§ **Directions**
Please write out every record exactly, but keep any images out of it.

━━━━━━━━━━

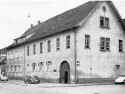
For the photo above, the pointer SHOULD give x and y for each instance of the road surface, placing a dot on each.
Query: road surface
(49, 88)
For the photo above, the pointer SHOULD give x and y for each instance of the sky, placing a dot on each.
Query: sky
(16, 16)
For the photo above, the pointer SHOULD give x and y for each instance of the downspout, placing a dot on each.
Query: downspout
(75, 57)
(24, 55)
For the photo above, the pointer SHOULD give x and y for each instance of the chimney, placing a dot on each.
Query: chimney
(39, 22)
(31, 25)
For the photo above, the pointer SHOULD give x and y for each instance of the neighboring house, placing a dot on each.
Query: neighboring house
(84, 42)
(3, 61)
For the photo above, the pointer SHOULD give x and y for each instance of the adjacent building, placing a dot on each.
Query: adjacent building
(85, 42)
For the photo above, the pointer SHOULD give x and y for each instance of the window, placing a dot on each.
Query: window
(40, 66)
(48, 63)
(67, 41)
(41, 47)
(28, 50)
(87, 41)
(33, 66)
(57, 44)
(120, 45)
(101, 21)
(34, 49)
(15, 67)
(104, 22)
(104, 44)
(11, 67)
(49, 45)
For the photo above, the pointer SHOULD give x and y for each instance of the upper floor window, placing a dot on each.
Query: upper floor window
(104, 22)
(87, 41)
(104, 44)
(49, 45)
(28, 50)
(41, 47)
(40, 66)
(58, 44)
(34, 49)
(120, 45)
(68, 41)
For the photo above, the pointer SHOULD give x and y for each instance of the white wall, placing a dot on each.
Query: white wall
(56, 57)
(93, 62)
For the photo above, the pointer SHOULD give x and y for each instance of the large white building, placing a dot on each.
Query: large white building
(85, 42)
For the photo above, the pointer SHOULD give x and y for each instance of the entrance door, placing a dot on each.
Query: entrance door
(64, 72)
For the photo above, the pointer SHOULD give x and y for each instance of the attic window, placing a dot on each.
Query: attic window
(104, 8)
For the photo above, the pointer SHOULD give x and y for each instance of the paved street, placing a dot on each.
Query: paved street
(12, 87)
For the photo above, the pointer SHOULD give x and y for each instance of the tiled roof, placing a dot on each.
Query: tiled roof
(67, 20)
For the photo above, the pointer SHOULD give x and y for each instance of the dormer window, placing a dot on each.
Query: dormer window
(104, 22)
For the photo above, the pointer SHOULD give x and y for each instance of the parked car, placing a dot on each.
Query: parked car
(120, 80)
(3, 78)
(31, 80)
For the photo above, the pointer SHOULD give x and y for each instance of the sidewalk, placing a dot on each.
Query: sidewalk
(52, 85)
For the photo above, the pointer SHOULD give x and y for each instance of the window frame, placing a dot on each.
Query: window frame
(68, 44)
(57, 44)
(87, 41)
(41, 47)
(34, 49)
(120, 45)
(49, 46)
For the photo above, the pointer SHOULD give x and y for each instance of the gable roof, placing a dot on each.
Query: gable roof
(63, 21)
(60, 23)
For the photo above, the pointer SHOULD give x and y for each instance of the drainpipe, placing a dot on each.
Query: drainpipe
(24, 56)
(75, 57)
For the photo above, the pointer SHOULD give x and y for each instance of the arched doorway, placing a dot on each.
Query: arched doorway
(64, 72)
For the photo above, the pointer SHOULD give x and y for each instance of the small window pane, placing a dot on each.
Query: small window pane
(57, 44)
(87, 41)
(41, 47)
(67, 41)
(120, 45)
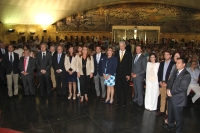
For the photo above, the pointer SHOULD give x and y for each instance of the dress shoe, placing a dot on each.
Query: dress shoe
(25, 96)
(118, 103)
(160, 113)
(111, 102)
(70, 96)
(97, 98)
(102, 100)
(74, 98)
(124, 103)
(78, 95)
(170, 128)
(139, 107)
(107, 101)
(86, 99)
(165, 117)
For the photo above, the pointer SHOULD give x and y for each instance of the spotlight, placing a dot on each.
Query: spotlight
(11, 30)
(21, 33)
(32, 33)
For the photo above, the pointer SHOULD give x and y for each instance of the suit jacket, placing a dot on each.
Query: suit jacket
(72, 65)
(179, 88)
(160, 71)
(97, 67)
(11, 67)
(43, 64)
(139, 67)
(89, 66)
(110, 64)
(123, 67)
(59, 65)
(30, 67)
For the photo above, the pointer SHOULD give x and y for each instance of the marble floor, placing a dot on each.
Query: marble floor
(60, 115)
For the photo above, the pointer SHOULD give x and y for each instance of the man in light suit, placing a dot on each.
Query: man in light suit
(139, 64)
(27, 66)
(11, 65)
(123, 72)
(3, 51)
(43, 65)
(98, 74)
(177, 95)
(59, 71)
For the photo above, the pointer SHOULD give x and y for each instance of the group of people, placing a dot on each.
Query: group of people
(168, 78)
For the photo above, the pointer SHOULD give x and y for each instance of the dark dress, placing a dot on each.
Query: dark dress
(73, 77)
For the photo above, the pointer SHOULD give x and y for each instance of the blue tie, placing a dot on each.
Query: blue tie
(58, 58)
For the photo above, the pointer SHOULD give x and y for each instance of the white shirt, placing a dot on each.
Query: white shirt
(12, 56)
(98, 56)
(120, 52)
(45, 53)
(27, 60)
(3, 51)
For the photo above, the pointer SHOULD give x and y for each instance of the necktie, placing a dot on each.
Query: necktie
(58, 58)
(98, 58)
(44, 56)
(25, 64)
(136, 58)
(175, 77)
(11, 60)
(122, 55)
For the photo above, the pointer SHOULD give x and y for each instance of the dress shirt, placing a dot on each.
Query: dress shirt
(98, 56)
(27, 60)
(194, 75)
(166, 64)
(12, 56)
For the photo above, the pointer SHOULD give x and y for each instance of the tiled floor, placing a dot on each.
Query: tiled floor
(58, 115)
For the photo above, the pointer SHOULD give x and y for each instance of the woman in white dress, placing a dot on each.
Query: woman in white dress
(152, 85)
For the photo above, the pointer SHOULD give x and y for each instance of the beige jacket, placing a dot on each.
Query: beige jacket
(89, 66)
(73, 63)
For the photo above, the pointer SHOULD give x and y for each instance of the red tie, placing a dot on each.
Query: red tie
(25, 64)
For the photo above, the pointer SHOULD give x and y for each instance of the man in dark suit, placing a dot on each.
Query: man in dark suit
(163, 76)
(59, 71)
(3, 51)
(177, 95)
(98, 74)
(26, 67)
(43, 65)
(123, 72)
(11, 63)
(139, 64)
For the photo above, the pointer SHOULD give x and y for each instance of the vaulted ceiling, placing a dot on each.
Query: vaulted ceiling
(46, 12)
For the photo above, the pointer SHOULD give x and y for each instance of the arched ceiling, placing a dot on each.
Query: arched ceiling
(46, 12)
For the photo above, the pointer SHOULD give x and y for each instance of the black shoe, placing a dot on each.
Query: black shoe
(124, 104)
(118, 103)
(10, 98)
(140, 107)
(25, 96)
(97, 98)
(15, 96)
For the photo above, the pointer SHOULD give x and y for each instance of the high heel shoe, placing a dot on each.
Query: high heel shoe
(86, 99)
(74, 98)
(70, 96)
(81, 100)
(106, 102)
(111, 102)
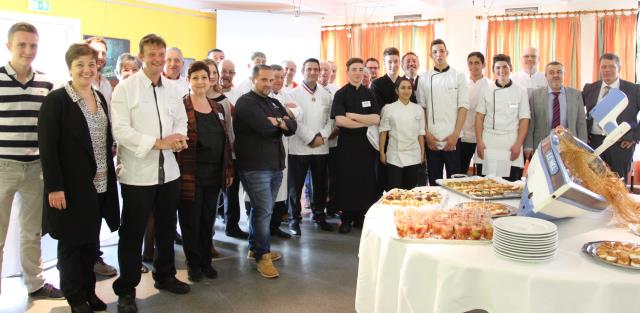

━━━━━━━━━━

§ **Response for this exercise**
For the photo above, the pointer SHOULD give x and y for each instance of the road surface, placing a dot on each.
Query: road surface
(49, 88)
For the photo above, the pointer SHOULD give x and y for each instance of the sky, placing a dot on each.
Query: sky
(16, 16)
For the photo above, the pointer SHOULD give x and y for each instance of the downspout, placing a dot on each.
Query: downspout
(75, 57)
(24, 55)
For the photo above, the pointer SHOULD give x and y for each instance of the chimney, placing a dot on each.
Query: chimney
(39, 22)
(31, 25)
For the photo above, the pointer SHOULD give x and y for each instance of the neighboring house, placing a dot on each.
Query: neighboring house
(84, 42)
(3, 61)
For the photo above, the pointer SHOULD give x and y for each instance of the adjacent building, placing a dot on each.
Query: adjacent building
(85, 42)
For the photo above, the pointer SHOULD give x and y for each instance of the window, placing a dot on each.
Query: window
(40, 66)
(48, 63)
(67, 41)
(41, 47)
(28, 50)
(87, 41)
(33, 66)
(57, 44)
(120, 45)
(101, 21)
(34, 49)
(15, 67)
(104, 22)
(104, 44)
(11, 67)
(49, 45)
For the photo above, the pointer SHOULD give x and y for each instance of the upper floor window, placing a dot on each.
Query: upper floor window
(104, 22)
(87, 41)
(104, 44)
(49, 45)
(28, 50)
(41, 47)
(40, 66)
(58, 44)
(34, 49)
(120, 45)
(68, 41)
For the photo above, the pointer SHOULD give x and y for each instance of the white wall, placing a dot on each.
Query: white wall
(56, 57)
(93, 62)
For the photo above, the pointer SHOULD give x and y for each instance of the large white building, placing a dot on each.
Query: large white building
(85, 42)
For the photo above, the pointer SHOULD give x and y for each instance of the entrance door, placing a dot on each.
Query: entrance door
(64, 72)
For the photo above, the pointer SHOULD give x and y for each instance of the attic window, placing a dot on each.
Query: attic window
(104, 8)
For the photo above, the pointer SHOULD give x and y for each instance of the paved street, placing a dot on each.
Query: paved street
(12, 87)
For the photo above, the pointer SHOULD give x and y for each instance of the tiled roof, placing a dot on each.
Query: tiled roof
(67, 20)
For the photo above, the pointer SHOULD give x and y for each instance of the dormer window, placing a dot on each.
Query: dormer window
(104, 22)
For the photo above, the pointer SHOULD give x and y for each instance of the parked car, placing a dot on each.
Query: parked car
(120, 80)
(3, 78)
(31, 80)
For the photo above, the pointer SHOULD give x and y for each instance of the sidewalk, placing a dot on each.
Query: sidewalk
(52, 85)
For the photo above, the pointer SHOULD give x and y for each instance of the window frame, placing a dot on each.
Query: window frame
(68, 44)
(57, 44)
(87, 41)
(41, 47)
(34, 49)
(120, 45)
(49, 46)
For the photo above, the pointer SHOULD give x and y for each instance of the gable roof, placing a dot on each.
Query: gable roof
(63, 21)
(60, 23)
For the photo above, the pointer SHOULD give x and y for each instance of the drainpipe, placing a dot on each.
Query: drainpipe
(24, 56)
(75, 57)
For the photo above, the pointer SHOULD give x and y for each instance of the arched doorway, placing a dot on each.
Query: arched doorway
(64, 72)
For the photo above, the pointer SHOULD give x and y for each instance of the small window pane, placing a dot on each.
Query: small window pane
(57, 44)
(87, 41)
(41, 47)
(67, 41)
(120, 45)
For the photo above, the pointer SHOULD give x and y for each instance of the dress shoe, placing a dot on each.
Query: dress shoe
(25, 96)
(118, 103)
(160, 113)
(111, 102)
(70, 96)
(97, 98)
(102, 100)
(74, 98)
(124, 103)
(78, 95)
(170, 128)
(139, 107)
(107, 101)
(86, 99)
(165, 117)
For the photo above, the pointer SHOULD give x and y for each instance of the spotlight, placing a dot on each.
Query: spotlight
(11, 30)
(21, 33)
(32, 33)
For the photo above, the pointer SHOULD give x and y for each instance of the suit jacket, placing a dot on each.
Query: suit jacket
(72, 65)
(179, 88)
(160, 71)
(97, 67)
(11, 67)
(43, 64)
(139, 67)
(89, 66)
(110, 64)
(123, 67)
(59, 65)
(30, 67)
For the photo above, the pointer SHOULD give x and y for each instance of the marble floor, placing a dot on each.
Query: marble floor
(60, 115)
For the photo above, the pointer SHOULD give x and y for each instance of the man in light suit, placing a dot on each.
Query: man in light suit
(139, 64)
(27, 66)
(11, 65)
(123, 72)
(3, 51)
(43, 65)
(98, 74)
(177, 95)
(59, 71)
For the photo above, the pointer SHOULD give x and y for each instance of the group of people, placing a dot on each.
Query: group of people
(168, 78)
For the photo above, the pointer SHOULD give x and y for each instance of the dark dress, placing a dot on each.
Query: dark dress
(73, 77)
For the photo above, the pointer SHOULD give x and y for each instance of the blue tie, placing a dot on each.
Query: blue tie
(58, 58)
For the photo above, the pointer SHOULD give x and y for each instance of the white shirt, placing a dot on each.
Query: white shirt
(12, 56)
(98, 56)
(120, 52)
(45, 53)
(27, 60)
(3, 51)
For the photo above, the pointer SHOULD give x and y for each instance of the necktie, placing a dot on each.
Query: necktie
(58, 58)
(98, 58)
(44, 56)
(25, 64)
(136, 58)
(175, 77)
(11, 60)
(122, 55)
For the photo above, the pointer SHOULD give x and y for each instance of the dress shirt, placing a dot on each.
Query: dress shirt
(98, 56)
(27, 60)
(194, 75)
(166, 64)
(12, 56)
For the photo above, the pointer SHOULD give x and y for each instance of the tiled floor, placing a dot on each.
Query: tiled floor
(58, 115)
For the photo above, the pointer SHOULD give x and y for each instance of the woman in white dress, placing a dot on each.
Query: woman in white dress
(152, 85)
For the photo above, the pointer SHOULD give x and y for each instance of the beige jacket, placing a dot on each.
Query: beige jacket
(89, 66)
(73, 63)
For the photo above, the pointer SHOULD give x and y for each instance of the red tie, placing a dot on each.
Query: red tie
(25, 64)
For the photo above, the pointer SHOULD give x and y for each instance of the man in dark suit, placing a dot on each.
Query: man in dark suit
(163, 76)
(59, 71)
(3, 51)
(177, 95)
(98, 74)
(26, 67)
(43, 65)
(123, 72)
(11, 63)
(139, 64)
For the photo above, the pointer SHOULD give x and y for each instance of the vaulted ceiling, placing a dot on each.
Query: vaulted ceiling
(46, 12)
For the photo above, the pointer SHOULD give x and y for each instance of the arched ceiling, placing a dot on each.
Query: arched ceiling
(46, 12)
For the photo above, the pointer SHOULD give x and y for each instance of the black shoe, placing a dot on each.
Query: black shoe
(124, 104)
(118, 103)
(10, 98)
(140, 107)
(25, 96)
(97, 98)
(15, 96)
For the photo above, the pointer SHOULD give x and y for each instance of the high heel shoe, placing a dot on each.
Query: high heel shoe
(86, 99)
(74, 98)
(70, 96)
(81, 100)
(106, 102)
(111, 102)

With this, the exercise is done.